→ **Aim of the task**:
Reproduce every line of the entries starting with the line containing "Mark the region of each instance of the baseball" and going on through the line containing "POLYGON ((105 33, 108", leaving all text unchanged except that each coordinate in the polygon outlines is offset by adding 117.

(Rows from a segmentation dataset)
* START *
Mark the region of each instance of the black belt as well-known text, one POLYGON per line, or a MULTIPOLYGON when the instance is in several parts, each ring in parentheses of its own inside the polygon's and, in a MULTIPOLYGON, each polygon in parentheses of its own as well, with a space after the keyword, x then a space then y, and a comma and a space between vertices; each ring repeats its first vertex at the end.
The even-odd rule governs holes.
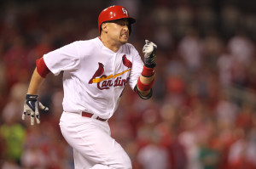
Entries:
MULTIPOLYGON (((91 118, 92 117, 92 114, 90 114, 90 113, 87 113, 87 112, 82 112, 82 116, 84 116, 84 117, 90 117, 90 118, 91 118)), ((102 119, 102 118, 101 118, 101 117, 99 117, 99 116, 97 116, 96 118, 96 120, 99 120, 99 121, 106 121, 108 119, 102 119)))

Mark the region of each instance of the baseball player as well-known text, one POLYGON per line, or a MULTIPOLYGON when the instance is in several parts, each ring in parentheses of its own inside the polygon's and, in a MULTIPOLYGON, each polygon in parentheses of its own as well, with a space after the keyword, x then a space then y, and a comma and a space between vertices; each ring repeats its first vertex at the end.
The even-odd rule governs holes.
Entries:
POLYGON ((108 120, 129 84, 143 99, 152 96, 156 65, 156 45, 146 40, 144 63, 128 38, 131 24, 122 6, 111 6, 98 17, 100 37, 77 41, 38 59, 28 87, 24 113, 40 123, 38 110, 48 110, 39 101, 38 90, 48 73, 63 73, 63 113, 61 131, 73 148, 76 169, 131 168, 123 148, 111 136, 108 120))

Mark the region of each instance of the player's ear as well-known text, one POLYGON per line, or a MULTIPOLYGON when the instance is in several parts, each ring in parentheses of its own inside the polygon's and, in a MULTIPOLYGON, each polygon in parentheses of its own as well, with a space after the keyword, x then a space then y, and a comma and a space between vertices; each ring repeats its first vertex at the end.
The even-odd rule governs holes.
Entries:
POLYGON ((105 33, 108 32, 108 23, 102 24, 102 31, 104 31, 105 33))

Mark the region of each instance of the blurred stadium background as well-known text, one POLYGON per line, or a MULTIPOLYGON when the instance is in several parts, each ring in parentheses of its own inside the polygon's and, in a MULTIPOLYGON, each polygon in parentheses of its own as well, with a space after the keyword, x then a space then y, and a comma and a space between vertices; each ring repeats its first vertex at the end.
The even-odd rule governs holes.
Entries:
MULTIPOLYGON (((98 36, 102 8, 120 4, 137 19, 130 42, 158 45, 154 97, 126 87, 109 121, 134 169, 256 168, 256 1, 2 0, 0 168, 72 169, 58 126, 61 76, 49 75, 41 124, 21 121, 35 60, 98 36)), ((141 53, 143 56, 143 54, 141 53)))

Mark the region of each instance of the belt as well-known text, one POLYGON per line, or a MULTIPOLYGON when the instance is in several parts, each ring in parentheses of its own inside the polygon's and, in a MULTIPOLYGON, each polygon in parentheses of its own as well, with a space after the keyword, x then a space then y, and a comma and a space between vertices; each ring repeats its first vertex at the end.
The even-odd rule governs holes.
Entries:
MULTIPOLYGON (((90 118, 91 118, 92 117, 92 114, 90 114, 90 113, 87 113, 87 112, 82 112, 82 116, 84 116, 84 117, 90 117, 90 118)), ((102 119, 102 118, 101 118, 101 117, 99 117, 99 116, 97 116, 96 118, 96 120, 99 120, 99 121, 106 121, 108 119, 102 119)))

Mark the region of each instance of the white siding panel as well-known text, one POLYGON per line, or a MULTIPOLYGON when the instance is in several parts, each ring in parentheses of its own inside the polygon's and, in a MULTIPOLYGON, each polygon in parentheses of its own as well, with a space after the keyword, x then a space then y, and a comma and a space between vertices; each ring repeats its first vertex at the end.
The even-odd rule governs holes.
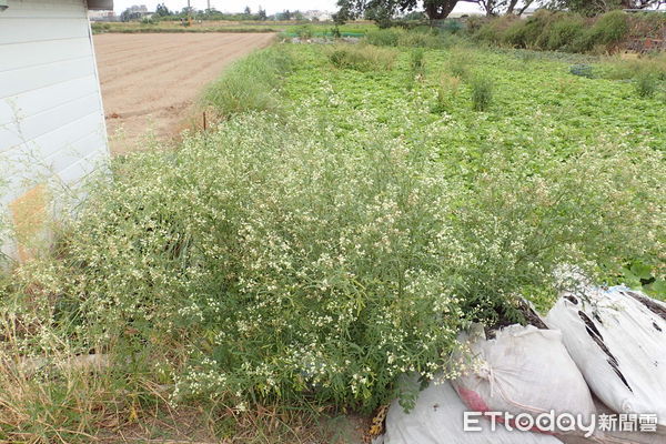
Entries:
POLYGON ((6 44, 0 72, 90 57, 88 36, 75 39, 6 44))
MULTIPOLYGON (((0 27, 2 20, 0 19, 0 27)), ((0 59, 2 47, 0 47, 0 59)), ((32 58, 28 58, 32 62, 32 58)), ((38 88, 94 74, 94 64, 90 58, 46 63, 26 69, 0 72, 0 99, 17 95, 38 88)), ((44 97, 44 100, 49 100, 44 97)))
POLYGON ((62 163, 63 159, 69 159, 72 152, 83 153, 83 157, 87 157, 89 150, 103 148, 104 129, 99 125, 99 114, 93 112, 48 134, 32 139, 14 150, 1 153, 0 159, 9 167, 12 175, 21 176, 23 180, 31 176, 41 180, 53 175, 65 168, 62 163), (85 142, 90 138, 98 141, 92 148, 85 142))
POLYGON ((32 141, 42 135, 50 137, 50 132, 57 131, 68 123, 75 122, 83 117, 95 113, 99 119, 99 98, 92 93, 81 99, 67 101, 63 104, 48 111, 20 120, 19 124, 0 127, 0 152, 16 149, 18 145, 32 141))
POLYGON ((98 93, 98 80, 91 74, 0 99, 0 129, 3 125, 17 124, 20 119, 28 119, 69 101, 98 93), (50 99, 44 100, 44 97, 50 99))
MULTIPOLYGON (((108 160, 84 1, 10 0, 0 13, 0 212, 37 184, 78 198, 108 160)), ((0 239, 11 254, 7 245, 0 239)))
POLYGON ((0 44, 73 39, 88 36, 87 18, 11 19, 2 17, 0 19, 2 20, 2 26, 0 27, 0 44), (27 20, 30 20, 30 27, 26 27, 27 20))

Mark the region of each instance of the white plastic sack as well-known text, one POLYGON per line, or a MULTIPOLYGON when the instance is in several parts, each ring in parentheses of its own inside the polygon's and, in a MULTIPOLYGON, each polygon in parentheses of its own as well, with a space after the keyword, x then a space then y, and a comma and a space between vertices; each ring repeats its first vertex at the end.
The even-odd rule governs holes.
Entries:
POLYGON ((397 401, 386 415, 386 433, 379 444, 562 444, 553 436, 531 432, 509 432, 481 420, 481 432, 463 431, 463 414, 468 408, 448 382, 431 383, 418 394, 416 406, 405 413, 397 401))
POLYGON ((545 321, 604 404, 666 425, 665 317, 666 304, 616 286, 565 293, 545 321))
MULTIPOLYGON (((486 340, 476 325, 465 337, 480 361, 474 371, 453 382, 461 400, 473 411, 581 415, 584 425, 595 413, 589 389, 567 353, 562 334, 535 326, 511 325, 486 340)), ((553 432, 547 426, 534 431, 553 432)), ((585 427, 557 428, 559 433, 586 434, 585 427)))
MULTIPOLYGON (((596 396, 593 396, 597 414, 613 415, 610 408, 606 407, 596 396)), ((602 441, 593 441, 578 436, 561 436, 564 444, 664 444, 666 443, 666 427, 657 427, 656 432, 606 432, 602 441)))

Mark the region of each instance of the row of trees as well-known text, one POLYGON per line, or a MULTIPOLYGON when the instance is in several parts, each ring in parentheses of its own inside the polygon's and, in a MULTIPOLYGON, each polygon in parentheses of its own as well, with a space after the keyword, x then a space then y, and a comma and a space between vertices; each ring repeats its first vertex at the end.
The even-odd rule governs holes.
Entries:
* END *
→ **Correct output**:
Mark the region of each instance of the baseball player as well-known text, one POLYGON per line, or a MULTIPOLYGON when the instance is in several parts, each ring in parentheses of its own inside the polygon's and, in a MULTIPOLYGON, each polygon in parentheses of its own as well, with a space after the keyword, x then a space then y, and a comma and a space between vertices; each ring repeats its first vertex at the end.
The even-odd rule governs holes.
Entries:
POLYGON ((225 237, 246 201, 260 216, 269 213, 273 182, 273 162, 263 157, 261 180, 245 155, 248 141, 239 123, 228 123, 215 134, 217 154, 194 158, 155 176, 145 204, 141 230, 157 240, 155 227, 165 227, 156 218, 155 207, 165 190, 180 190, 180 230, 178 248, 190 265, 193 286, 248 285, 240 265, 228 253, 225 237))

Mark the region of each instance of the player's ear as well-known text, one POLYGON per line, or a MULTIPOLYGON when the instance is in several parts, each ring in parentheses of its own inside the polygon's and, in a MULTIPOLYGON, each polygon in parentheses of its own as well, with a space after the keyword, x then a space then y, and a comma and a space between vertices; each ring repeats its first vertex at the end.
The even-odd rule governs holes.
Entries:
POLYGON ((222 150, 225 149, 225 140, 219 141, 219 148, 221 148, 222 150))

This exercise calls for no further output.